Exercise objective – From first line to last, write out the data precisely as shown.

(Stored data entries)
◆ ◆ ◆ ◆ ◆ ◆ ◆
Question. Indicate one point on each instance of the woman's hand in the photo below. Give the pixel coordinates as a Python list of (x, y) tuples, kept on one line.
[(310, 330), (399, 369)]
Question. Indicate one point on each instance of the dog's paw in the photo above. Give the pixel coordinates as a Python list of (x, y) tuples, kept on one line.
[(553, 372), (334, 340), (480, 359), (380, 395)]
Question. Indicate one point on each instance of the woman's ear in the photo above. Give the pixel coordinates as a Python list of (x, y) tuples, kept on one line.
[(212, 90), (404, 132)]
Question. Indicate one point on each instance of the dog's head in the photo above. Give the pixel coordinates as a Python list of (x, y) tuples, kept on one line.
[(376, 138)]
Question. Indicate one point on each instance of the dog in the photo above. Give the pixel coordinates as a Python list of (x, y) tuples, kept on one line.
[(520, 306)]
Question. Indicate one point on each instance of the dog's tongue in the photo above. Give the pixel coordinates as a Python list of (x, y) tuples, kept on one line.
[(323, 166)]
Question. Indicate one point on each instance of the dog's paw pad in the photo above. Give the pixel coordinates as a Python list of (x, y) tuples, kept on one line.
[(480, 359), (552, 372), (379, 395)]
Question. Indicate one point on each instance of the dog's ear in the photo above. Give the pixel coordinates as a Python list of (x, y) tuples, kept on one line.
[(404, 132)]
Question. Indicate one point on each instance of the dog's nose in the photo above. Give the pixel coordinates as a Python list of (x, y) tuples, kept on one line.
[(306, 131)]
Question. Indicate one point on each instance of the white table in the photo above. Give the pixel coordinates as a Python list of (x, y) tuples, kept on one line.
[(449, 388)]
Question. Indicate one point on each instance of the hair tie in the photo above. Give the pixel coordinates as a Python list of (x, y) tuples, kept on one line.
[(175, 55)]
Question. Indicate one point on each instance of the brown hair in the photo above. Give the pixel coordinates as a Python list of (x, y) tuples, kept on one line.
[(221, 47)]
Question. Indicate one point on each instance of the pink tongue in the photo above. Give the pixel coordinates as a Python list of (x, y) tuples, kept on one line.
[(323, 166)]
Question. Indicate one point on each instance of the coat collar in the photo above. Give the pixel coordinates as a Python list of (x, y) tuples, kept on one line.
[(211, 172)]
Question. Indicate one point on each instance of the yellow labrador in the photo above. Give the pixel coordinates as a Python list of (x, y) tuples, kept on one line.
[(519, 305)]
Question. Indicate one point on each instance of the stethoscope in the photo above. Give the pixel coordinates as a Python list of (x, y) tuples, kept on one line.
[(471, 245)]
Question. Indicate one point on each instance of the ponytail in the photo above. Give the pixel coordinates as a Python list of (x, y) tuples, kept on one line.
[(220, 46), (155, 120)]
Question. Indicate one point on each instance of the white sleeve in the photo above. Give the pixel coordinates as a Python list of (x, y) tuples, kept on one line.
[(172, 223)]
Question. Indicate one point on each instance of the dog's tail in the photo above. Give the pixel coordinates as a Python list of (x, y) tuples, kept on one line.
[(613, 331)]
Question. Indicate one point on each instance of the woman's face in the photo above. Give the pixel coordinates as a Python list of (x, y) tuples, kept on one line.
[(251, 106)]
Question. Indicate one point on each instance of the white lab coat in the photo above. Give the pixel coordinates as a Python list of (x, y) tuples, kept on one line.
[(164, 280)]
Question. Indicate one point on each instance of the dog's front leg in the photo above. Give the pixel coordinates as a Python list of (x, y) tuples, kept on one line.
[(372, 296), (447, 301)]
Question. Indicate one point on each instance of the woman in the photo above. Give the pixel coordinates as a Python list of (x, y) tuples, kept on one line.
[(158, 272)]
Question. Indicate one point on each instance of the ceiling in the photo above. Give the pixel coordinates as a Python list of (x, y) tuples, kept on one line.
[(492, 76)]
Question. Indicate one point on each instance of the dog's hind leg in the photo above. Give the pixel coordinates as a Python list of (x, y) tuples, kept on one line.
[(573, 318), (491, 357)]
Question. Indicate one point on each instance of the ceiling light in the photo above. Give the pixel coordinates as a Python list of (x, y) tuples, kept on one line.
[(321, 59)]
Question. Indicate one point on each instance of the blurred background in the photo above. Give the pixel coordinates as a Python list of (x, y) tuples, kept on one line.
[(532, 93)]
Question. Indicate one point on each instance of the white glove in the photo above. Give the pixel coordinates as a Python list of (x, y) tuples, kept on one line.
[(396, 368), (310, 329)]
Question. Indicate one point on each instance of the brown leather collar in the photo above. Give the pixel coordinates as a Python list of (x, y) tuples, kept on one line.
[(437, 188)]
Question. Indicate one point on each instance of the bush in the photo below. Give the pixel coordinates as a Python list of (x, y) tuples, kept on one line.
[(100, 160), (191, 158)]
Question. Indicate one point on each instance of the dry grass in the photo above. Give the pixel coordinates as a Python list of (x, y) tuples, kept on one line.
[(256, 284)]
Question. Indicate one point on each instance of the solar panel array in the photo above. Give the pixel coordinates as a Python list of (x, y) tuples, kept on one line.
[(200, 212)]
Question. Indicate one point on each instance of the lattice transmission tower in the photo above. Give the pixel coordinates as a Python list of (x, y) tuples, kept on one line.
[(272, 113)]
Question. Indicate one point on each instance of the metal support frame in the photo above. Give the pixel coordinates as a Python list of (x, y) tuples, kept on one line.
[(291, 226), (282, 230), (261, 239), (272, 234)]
◆ ◆ ◆ ◆ ◆ ◆ ◆
Solution for this problem –
Question. Indicate one point on each instance of the woman's hand in the photo below. Give the pixel coordinates as a Python list of (x, y) tuples, kept on one line.
[(310, 330), (399, 369)]
Question. Indicate one point on each instance of the dog's paw in the photo above. Give the pixel coordinates as a Python list of (x, y) tuples, kept on one line.
[(553, 372), (334, 340), (480, 359), (380, 395)]
Question. Indicate one point on each instance of the woman's ear in the photo above. Give the pixel coordinates as a Python list of (x, y) tuples, kept on one line.
[(212, 90), (404, 132)]
Question. Indicate one point on each instance of the dog's head in the photo above. Give the pixel coordinates as a Python list of (x, y) tuples, kept on one line.
[(376, 138)]
Question. Indicate one point on each instance of the dog in the photo above. Give the pixel coordinates as a Python list of (x, y) tuples, kept on one line.
[(520, 306)]
Question. Indicate one point on each instance of the dog's tongue in the photo above. Give the pixel coordinates as a Python list of (x, y) tuples, kept on one line.
[(323, 166)]
Question. Indicate one point on each instance of the dog's paw pad in the photo above. Give the pixel coordinates as a Python list of (x, y) tuples, kept on one line.
[(480, 359), (552, 372), (379, 395)]
Question. Indicate one point on each instance of the dog's ear in the photo above. Give the pixel coordinates as a Python list of (x, y) tuples, kept on one line.
[(404, 132)]
Question. Indicate one point on each instance of the dog's nose in the photo above. Give the pixel coordinates as a Python list of (x, y) tuples, kept on one line.
[(306, 131)]
Question. Indicate one point on each instance of the white table in the photo above. Give the pixel coordinates as a Python list of (x, y) tuples, kept on one line.
[(449, 388)]
Question. Indicate one point on each instance of the hair tie in the photo above. Give the pixel coordinates as a Python list of (x, y) tuples, kept on one line.
[(175, 55)]
Question. Indicate one point on each instance of the brown hair in the photo above. Give the pixel coordinates as a Python list of (x, y) tuples, kept on one line.
[(221, 47)]
Question. Indicate one point on each instance of the pink tongue in the photo above. Give the pixel coordinates as a Python list of (x, y) tuples, kept on one line.
[(323, 166)]
Question. Indicate one point on each instance of the coat collar in the photo above. Give the pixel coordinates as a Python list of (x, y) tuples, kept on one line.
[(211, 172)]
Question. Indicate one point on each instance of the yellow labrador in the photo above. Give the pixel coordinates as a Python list of (x, y) tuples, kept on one line.
[(519, 305)]
Question. Indicate one point on each instance of the stethoscope in the photo above. Give the pixel coordinates as a Python list of (x, y) tuples, kept on one line.
[(471, 245)]
Question. Indicate one point on each instance of the ponytail in the photo above. Give the pixel coordinates as a Python list of (x, y) tuples, kept on one line.
[(220, 46), (155, 120)]
Question. Indicate one point on each instance of the white sleeve in the photo above. Give the pixel coordinates as a Python list of (x, y) tuples, kept on one line.
[(172, 223)]
Question. Indicate one point on each instance of the dog's tail in the photo above. Give the pixel coordinates as a Python list of (x, y) tuples, kept on one line.
[(613, 331)]
Question. Indicate one point on each instance of the woman's face in the photo above. Give the pixel coordinates as a Python list of (x, y) tuples, kept on one line.
[(251, 106)]
Question. Indicate one point on each instance of the white lab coat in the photo above. Give the pixel coordinates as a Python list of (x, y) tuples, kept on one line.
[(164, 280)]
Question. Indicate one point on each instance of the dog's front leg in the photo above. Give the pixel coordinates as a Python list of (x, y) tuples, kept on one line.
[(372, 296), (447, 301)]
Question. Indicate one point on each instance of the woman in the photo above. Give the pixel coordinates as a Python list of (x, y) tuples, kept on one line.
[(158, 272)]
Question. Indicate one point on each instance of the ceiling in the photo above. Give the pixel coordinates as a Python list of (x, y) tuples, kept on one line.
[(492, 76)]
Question. Indicate one point on each instance of the dog's hind leg in the photo above. Give the pixel coordinates as a Python list of (x, y) tuples, kept on one line.
[(573, 318), (491, 357)]
Question. Indicate one point on each instance of the ceiling light in the photo above. Give the pixel coordinates as a Python list of (x, y) tuples, kept on one line.
[(321, 59)]
Question. Indicate one point on each instance of the blurred background in the photo above. Give the pixel coordinates as a Python list of (x, y) tuples, kept on one line.
[(532, 93)]
Question. Indicate one point on each instance of the white glove in the photo above. Give the pixel coordinates as a Python list of (x, y) tuples, kept on one line.
[(396, 368), (310, 329)]
Question. Indicate one point on each instance of the brown leather collar in the photo above. Give the pixel coordinates as a Python list of (x, y) tuples, kept on one line.
[(437, 188)]
Question. Indicate one point on each instance of the bush in the photo below. Give the pixel coordinates as a Python list of (x, y) tuples, kept on one line.
[(100, 160), (191, 158)]
Question. Indicate one point on each instance of the dry grass in the photo above. Give the pixel coordinates as a Python list of (x, y) tuples, kept on one line.
[(256, 284)]
Question. Indicate one point on each instance of the solar panel array in the photo above. Give the pixel coordinates as a Python list of (x, y) tuples, kept on one line.
[(200, 212)]
Question. Indicate one point on each instance of the lattice transmission tower in the photo above. Give the pixel coordinates as a Python list of (x, y) tuples, kept on one line.
[(272, 113)]
Question. Indicate one point on each instance of the metal support frame in the photo above. Give the pixel coordinates as a Python list of (x, y) tuples, kept on one line.
[(291, 226), (282, 230), (261, 239), (272, 234)]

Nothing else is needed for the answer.